**SHORT PROBLEM:** Please convert the lines below into a JSON list of strings, one string per line with blank lines left out, starting at the line that contains "the metal fence" and ending with the last line.

**TASK INPUT:**
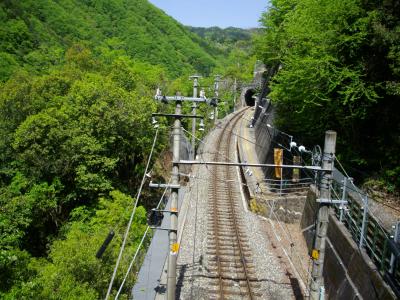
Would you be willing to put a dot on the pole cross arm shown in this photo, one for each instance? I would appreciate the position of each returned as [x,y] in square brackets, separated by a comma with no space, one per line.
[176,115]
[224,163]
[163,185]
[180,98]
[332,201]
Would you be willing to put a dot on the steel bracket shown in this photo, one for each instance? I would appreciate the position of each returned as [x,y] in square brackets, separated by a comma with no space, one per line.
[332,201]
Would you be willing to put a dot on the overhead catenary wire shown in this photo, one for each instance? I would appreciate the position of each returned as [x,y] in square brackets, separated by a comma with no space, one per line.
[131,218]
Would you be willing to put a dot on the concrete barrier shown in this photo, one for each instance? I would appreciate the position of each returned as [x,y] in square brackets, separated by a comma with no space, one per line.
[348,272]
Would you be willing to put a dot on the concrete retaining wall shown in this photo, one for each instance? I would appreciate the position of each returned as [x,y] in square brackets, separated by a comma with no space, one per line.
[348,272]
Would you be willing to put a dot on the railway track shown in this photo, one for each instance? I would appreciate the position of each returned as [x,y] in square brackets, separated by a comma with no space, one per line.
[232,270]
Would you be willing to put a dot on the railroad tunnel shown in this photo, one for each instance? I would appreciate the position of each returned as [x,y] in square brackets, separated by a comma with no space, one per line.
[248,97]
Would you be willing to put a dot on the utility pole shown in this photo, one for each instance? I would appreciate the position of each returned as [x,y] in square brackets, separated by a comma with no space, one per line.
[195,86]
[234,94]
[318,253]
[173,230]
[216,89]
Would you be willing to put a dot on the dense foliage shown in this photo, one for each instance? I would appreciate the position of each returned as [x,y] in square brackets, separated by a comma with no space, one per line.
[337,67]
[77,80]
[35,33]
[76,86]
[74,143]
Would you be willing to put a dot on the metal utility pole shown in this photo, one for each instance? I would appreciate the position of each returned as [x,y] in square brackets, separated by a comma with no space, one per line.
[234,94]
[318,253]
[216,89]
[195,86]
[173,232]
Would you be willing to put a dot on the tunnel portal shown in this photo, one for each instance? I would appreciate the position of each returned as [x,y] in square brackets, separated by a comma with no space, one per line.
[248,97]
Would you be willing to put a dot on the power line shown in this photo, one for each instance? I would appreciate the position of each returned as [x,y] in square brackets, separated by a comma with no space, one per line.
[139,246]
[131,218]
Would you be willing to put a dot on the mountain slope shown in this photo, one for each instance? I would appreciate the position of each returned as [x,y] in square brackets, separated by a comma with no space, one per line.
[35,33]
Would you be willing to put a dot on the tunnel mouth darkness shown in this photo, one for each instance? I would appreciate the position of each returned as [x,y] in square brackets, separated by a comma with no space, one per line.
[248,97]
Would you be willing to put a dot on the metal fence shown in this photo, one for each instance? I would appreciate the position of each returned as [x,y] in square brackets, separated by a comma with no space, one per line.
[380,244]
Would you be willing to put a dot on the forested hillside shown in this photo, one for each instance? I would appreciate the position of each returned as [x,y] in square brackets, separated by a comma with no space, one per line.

**RESPONSE TO THE TASK:**
[
  "Would you be willing to put a dot on the metal fence shown in this photo, one for each instance? I would appreciate the position of each returned as [x,y] in square brackets, separated by a comma with no space, one per line.",
  "[380,244]",
  "Would you be willing to put a dot on the forested hillside shown in this photo, one for each instance? I would appreciate the position of each returned as [x,y] in square brackets, separated by a comma with no space, one per line."
]